## [Work required]
A faithful transcription of all the data is required.

+++ Records +++

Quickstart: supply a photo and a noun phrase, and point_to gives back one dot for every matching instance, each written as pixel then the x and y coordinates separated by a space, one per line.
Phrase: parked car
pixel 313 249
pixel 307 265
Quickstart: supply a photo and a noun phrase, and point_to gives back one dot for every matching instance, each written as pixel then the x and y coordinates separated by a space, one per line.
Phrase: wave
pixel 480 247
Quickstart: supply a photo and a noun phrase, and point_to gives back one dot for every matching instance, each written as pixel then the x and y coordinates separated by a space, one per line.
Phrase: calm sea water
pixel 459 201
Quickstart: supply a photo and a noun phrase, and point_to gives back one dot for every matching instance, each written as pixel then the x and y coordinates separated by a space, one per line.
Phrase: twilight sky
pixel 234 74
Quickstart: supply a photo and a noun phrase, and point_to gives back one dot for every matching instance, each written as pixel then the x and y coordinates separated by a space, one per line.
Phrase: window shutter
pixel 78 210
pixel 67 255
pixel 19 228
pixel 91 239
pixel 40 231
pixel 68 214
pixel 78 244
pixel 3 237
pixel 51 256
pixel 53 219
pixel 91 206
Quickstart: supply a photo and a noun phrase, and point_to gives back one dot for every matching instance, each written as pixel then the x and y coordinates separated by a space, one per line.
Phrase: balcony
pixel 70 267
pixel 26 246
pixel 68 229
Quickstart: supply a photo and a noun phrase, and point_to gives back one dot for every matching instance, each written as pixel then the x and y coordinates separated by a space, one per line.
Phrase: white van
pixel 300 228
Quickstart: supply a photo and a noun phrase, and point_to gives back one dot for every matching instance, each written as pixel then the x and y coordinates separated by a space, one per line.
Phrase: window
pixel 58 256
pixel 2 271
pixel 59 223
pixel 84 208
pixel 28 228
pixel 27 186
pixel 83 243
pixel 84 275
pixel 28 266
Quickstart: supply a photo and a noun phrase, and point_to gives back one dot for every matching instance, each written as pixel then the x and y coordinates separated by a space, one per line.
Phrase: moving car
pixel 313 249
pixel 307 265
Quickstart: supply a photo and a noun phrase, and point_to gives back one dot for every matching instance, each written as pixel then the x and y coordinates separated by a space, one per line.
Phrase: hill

+++

## [Expected output]
Quickstart: supply a photo and a noun phrase, and point_to gives back one dot for every matching instance, each written as pixel then the x and y coordinates separated by a space, one per line.
Phrase: parked car
pixel 313 249
pixel 307 265
Quickstart: supply a photo and a noun phrase, and point_to gives back one dot for every matching instance, each written as pixel then the x and y coordinates separated by a space, one per line.
Phrase: wave
pixel 480 247
Quickstart: supply a photo and a noun phrase, and point_to gives back one dot for every matching instance, each written as pixel then the x and y coordinates separated by a space, one per line.
Phrase: calm sea water
pixel 459 201
Quickstart: supply a photo and a noun phrase, and point_to gives back one dot for every matching instance, each written as pixel then the x and y coordinates separated by a space, one per line.
Phrase: twilight sky
pixel 234 74
Quickstart: supply a photo and a noun phrase, and point_to gives back one dot for every matching instance, each written as pixel then the x and y coordinates separated by a space, one per line.
Phrase: window shutter
pixel 78 210
pixel 67 255
pixel 19 228
pixel 91 239
pixel 40 231
pixel 68 214
pixel 78 244
pixel 3 237
pixel 51 256
pixel 53 219
pixel 91 206
Quickstart: supply a photo and a noun phrase, and point_to gives back one dot for every matching instance, each written as pixel then the x and y coordinates separated by a space, one per line.
Phrase: balcony
pixel 70 267
pixel 26 246
pixel 68 229
Quickstart: supply a photo and a noun phrase, and point_to gives back one dot for every matching instance, each written as pixel then the x and y coordinates separated by a space, one per line.
Phrase: white van
pixel 300 228
Quickstart: supply a photo and a noun phrase, and point_to gives back one dot for every matching instance, each written as pixel then the x and y coordinates separated by a space, one per line.
Phrase: window
pixel 58 256
pixel 2 271
pixel 59 223
pixel 84 208
pixel 28 228
pixel 27 186
pixel 83 243
pixel 84 275
pixel 28 266
Quickstart: supply a photo and a noun phrase, and point_to gives back one dot for every matching instance, each written as pixel then the x and y coordinates separated by a space, one per line.
Phrase: moving car
pixel 313 249
pixel 307 265
Quickstart: supply a photo and a noun phrase, and point_to gives back one dot for every matching instance, each written as pixel then the x and y coordinates separated by a space, one per line.
Phrase: hill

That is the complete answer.